▶ _TASK INSTRUCTIONS_:
Whatever appears in the records should be given again exactly, down to the last mark.

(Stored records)
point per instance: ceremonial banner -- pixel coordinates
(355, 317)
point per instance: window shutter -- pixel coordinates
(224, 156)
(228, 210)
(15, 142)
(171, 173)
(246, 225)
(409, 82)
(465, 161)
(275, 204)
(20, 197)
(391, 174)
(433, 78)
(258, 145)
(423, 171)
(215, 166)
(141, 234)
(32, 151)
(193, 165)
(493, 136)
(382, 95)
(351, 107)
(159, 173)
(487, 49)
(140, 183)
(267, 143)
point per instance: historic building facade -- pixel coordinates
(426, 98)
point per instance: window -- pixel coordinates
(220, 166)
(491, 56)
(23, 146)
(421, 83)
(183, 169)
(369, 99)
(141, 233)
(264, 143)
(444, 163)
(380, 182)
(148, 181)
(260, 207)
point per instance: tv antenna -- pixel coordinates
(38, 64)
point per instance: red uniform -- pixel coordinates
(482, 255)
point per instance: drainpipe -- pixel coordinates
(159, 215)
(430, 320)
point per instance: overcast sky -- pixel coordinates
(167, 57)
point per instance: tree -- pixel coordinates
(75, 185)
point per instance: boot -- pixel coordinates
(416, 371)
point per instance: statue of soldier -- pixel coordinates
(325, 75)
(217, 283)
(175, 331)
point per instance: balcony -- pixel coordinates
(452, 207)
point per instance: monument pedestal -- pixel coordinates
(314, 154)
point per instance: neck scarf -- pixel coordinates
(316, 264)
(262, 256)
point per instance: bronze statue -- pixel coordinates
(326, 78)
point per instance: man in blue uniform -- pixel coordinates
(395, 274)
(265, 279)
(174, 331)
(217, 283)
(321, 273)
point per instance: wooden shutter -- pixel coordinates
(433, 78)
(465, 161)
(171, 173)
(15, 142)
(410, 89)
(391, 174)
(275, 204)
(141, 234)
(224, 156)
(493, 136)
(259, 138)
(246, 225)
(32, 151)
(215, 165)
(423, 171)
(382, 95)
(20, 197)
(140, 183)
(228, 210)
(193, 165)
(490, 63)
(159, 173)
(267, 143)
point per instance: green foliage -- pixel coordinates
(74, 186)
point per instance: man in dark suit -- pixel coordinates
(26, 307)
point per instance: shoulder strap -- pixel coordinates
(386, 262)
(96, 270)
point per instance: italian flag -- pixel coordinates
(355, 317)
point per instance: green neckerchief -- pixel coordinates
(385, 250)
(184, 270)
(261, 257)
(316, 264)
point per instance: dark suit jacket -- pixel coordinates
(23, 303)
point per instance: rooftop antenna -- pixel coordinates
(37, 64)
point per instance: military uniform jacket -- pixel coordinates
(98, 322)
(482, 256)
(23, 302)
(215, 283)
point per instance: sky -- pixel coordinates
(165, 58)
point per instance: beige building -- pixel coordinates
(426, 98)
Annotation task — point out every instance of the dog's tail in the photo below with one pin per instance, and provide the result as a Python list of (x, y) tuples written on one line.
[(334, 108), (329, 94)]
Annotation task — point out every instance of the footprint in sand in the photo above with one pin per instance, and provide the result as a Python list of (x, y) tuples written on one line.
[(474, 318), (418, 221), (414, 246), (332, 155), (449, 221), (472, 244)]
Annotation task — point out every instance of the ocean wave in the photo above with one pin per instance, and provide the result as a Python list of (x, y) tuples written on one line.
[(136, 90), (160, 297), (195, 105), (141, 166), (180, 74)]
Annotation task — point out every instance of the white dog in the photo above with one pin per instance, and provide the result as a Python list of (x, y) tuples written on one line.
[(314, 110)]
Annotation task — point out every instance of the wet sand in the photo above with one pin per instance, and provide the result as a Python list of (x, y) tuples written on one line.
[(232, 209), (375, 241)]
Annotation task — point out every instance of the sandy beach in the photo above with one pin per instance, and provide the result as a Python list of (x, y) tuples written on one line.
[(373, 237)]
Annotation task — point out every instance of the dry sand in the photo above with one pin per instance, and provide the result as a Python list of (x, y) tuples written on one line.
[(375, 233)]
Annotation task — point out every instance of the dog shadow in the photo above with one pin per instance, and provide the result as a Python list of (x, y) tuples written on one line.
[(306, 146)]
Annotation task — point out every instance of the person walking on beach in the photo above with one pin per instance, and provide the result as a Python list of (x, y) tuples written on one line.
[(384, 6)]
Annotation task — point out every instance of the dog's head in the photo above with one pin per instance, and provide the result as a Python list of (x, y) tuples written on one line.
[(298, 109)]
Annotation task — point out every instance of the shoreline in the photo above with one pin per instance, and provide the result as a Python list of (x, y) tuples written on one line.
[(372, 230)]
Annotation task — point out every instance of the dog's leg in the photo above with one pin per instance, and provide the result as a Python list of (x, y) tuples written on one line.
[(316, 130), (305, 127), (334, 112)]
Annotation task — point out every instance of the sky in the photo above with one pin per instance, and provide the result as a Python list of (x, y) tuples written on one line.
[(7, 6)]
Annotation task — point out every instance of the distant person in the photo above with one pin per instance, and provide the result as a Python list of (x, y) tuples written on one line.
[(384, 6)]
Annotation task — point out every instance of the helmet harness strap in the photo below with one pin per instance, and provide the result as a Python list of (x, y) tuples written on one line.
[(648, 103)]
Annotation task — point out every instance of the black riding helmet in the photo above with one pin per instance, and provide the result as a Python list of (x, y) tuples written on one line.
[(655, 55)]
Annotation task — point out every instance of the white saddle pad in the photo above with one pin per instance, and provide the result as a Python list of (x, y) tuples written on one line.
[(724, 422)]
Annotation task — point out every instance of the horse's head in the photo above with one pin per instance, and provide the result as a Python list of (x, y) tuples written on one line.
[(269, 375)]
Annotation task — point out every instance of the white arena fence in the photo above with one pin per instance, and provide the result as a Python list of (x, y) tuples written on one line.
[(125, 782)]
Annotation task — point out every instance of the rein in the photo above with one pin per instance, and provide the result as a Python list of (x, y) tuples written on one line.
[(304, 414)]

▶ _YOUR SOLUTION_:
point per instance: ceremonial banner -- pixel coordinates
(355, 317)
point per instance: window shutter -- pixel coordinates
(224, 156)
(228, 210)
(15, 142)
(171, 173)
(246, 225)
(409, 82)
(465, 161)
(275, 204)
(20, 197)
(391, 174)
(433, 78)
(258, 145)
(423, 171)
(215, 166)
(141, 234)
(32, 151)
(193, 165)
(493, 136)
(382, 95)
(351, 107)
(159, 173)
(487, 49)
(140, 183)
(267, 143)
point per instance: historic building facade -- pixel coordinates
(426, 98)
point per instance: window -- pixel coordinates
(220, 166)
(491, 56)
(23, 146)
(421, 83)
(183, 169)
(369, 99)
(141, 233)
(264, 143)
(444, 163)
(380, 182)
(148, 181)
(260, 207)
point per instance: tv antenna -- pixel coordinates
(38, 64)
point per instance: red uniform -- pixel coordinates
(482, 255)
point per instance: drainpipe -- pixel coordinates
(159, 215)
(430, 320)
point per instance: overcast sky -- pixel coordinates
(167, 57)
point per instance: tree -- pixel coordinates
(75, 185)
point per instance: boot -- pixel coordinates
(416, 371)
point per instance: statue of soldier -- pixel coordinates
(325, 75)
(217, 283)
(175, 331)
point per instance: balcony -- pixel coordinates
(452, 207)
point per instance: monument pedestal -- pixel coordinates
(314, 154)
point per instance: neck scarf -- pixel coordinates
(316, 264)
(262, 256)
point per instance: bronze statue -- pixel coordinates
(326, 78)
point per instance: man in blue uniform -- pixel coordinates
(395, 274)
(265, 279)
(174, 331)
(217, 283)
(321, 273)
point per instance: wooden shutter -- pixel coordinates
(433, 78)
(465, 161)
(171, 173)
(15, 142)
(410, 89)
(391, 174)
(275, 204)
(141, 234)
(224, 156)
(493, 136)
(259, 138)
(246, 225)
(32, 151)
(215, 165)
(423, 171)
(382, 95)
(20, 197)
(140, 183)
(228, 210)
(193, 165)
(490, 63)
(159, 173)
(267, 143)
point per instance: green foliage -- pixel coordinates
(74, 186)
point per instance: man in dark suit -- pixel coordinates
(26, 307)
point per instance: shoulder strap -- pixel coordinates
(386, 262)
(96, 270)
point per instance: italian flag -- pixel coordinates
(355, 317)
point per instance: green neckerchief -- pixel coordinates
(385, 250)
(184, 270)
(261, 257)
(316, 264)
point per instance: dark suit jacket -- pixel coordinates
(23, 303)
point per instance: rooftop antenna -- pixel coordinates
(37, 64)
point per instance: military uniform jacket -- pixel coordinates
(98, 322)
(482, 256)
(23, 302)
(215, 283)
point per instance: sky -- pixel coordinates
(165, 58)
point per instance: beige building -- pixel coordinates
(426, 98)
Annotation task — point out every instance of the dog's tail in the photo below with one pin per instance, and provide the result as a Python list of (x, y) tuples written on one line.
[(334, 108), (329, 94)]
Annotation task — point out every instance of the footprint in sand in the photo above with one pin per instance, and provide the result as a Python list of (x, y) tuples written on one line.
[(474, 318), (418, 221), (414, 246), (332, 155), (449, 221), (472, 244)]
Annotation task — point out every instance of the ocean wave in the photo above with one pin per instance, and provide the result as a Python list of (x, y) tuples written on one line.
[(136, 90), (160, 297), (195, 105), (141, 166), (180, 74)]
Annotation task — point out every instance of the white dog in the photo above with one pin per instance, and provide the result as a Python list of (x, y) tuples written on one line.
[(314, 110)]
Annotation task — point out every instance of the wet sand in the photo above with one pin per instance, and provide the result as a Python list of (x, y) tuples written on one line.
[(232, 209), (375, 241)]
Annotation task — point out every instance of the sandy beach in the photo above with one pin per instance, and provide the result as a Python list of (x, y) tuples written on one line.
[(373, 237)]
Annotation task — point out every instance of the dry sand in the photo above with one pin per instance, and provide the result as a Python list of (x, y) tuples written on one line.
[(375, 233)]
Annotation task — point out every instance of the dog shadow in the photo above with one pin per instance, and provide the result as a Python list of (x, y) tuples written on one line.
[(306, 146)]
Annotation task — point out every instance of the person walking on beach in the photo above with one pin per instance, and provide the result as a Python list of (x, y) tuples written on one line.
[(384, 6)]
Annotation task — point out every instance of the dog's head in the photo above with one pin per instance, and provide the result as a Python list of (x, y) tuples written on one line.
[(298, 109)]
Annotation task — point out every instance of the shoreline in the photo above with one pin per instance, and provide the result as a Python list of (x, y) tuples written on one line.
[(372, 230)]
Annotation task — point out every instance of the dog's leg in the photo above with one pin per instance, and provide the result as a Python list of (x, y) tuples written on one line.
[(316, 130), (305, 127), (334, 112)]
Annotation task — point out every instance of the sky in the photo above with one pin per instance, and provide the result as a Python list of (x, y) tuples written on one line.
[(7, 6)]
Annotation task — point out every instance of the distant person in the photo above with one pin per instance, and provide the result as a Python list of (x, y) tuples written on one line.
[(384, 6)]
Annotation task — point out every instance of the helmet harness strap in the photo below with one pin per instance, and provide the result as a Python list of (x, y) tuples written on one line.
[(648, 103)]
Annotation task — point out every instance of the black riding helmet in the photo above with one pin per instance, and provide the result as a Python list of (x, y) tuples written on one line.
[(655, 55)]
Annotation task — point out every instance of the white saddle pad in the photo above with one pin per instance, and provide the result as a Python list of (x, y) tuples written on one line.
[(724, 422)]
Annotation task — point out every instance of the horse's head in the photo above with one pin per instance, and provide the result as a Python list of (x, y) tuples written on one line.
[(269, 375)]
Annotation task — point out every instance of the white arena fence in the photo above with one pin per instance, and provide the result as a Python list of (x, y) tuples written on one line.
[(125, 782)]
Annotation task — point out every instance of the rein in the photo above with one pin per instance, and provide the result as a Python list of (x, y) tuples written on one line.
[(304, 414)]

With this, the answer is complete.